== WHAT THE EXERCISE ASKS ==
Pull out every line of the items below that contains the word "butterfly", and copy each one unchanged.

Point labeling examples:

________________________

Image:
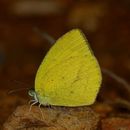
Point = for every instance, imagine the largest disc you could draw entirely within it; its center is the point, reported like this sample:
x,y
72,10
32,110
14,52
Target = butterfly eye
x,y
31,93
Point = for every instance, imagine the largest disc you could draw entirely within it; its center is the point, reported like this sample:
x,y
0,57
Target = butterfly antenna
x,y
117,78
45,35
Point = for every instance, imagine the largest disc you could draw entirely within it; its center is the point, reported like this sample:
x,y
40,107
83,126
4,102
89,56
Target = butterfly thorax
x,y
44,100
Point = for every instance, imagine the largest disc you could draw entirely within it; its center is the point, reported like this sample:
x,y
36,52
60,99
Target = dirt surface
x,y
106,23
54,118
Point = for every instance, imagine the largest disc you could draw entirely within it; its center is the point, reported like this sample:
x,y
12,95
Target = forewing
x,y
69,75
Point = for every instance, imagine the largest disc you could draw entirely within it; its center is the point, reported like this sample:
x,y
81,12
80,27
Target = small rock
x,y
52,118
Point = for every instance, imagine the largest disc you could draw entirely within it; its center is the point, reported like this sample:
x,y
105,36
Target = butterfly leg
x,y
31,101
41,110
32,105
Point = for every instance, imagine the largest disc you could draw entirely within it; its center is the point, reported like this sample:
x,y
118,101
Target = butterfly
x,y
69,75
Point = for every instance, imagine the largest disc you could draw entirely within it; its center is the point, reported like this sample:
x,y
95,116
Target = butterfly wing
x,y
69,74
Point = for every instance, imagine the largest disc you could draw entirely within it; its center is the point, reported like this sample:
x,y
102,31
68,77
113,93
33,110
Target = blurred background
x,y
106,23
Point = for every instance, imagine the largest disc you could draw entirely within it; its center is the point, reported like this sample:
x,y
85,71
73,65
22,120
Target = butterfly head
x,y
33,94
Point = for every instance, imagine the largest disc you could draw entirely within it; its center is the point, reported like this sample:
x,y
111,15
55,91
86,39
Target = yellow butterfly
x,y
69,75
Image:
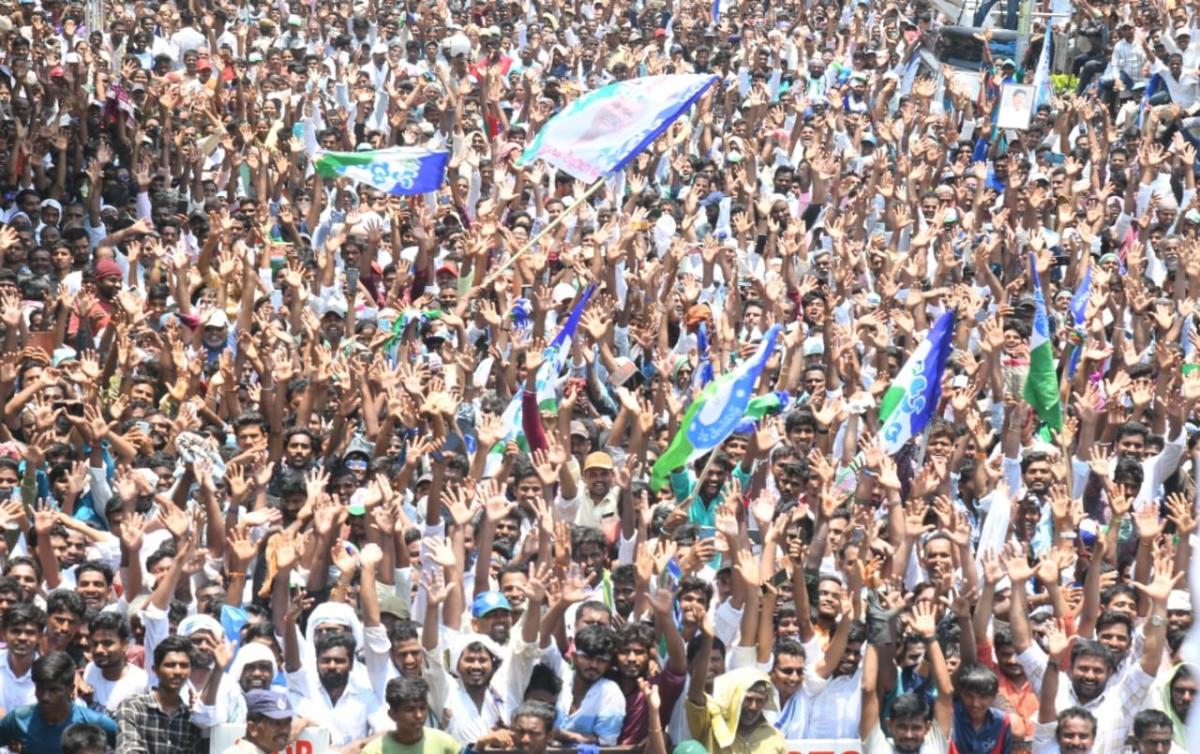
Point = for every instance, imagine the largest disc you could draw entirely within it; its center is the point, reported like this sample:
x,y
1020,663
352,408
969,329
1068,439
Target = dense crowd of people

________________________

== WORKED SOLUTION ==
Target = butterfly eye
Target = butterfly antenna
Target = butterfly thorax
Target = butterfly leg
Target = butterfly
Target = butterfly wing
Target = butterfly head
Target = yellow butterfly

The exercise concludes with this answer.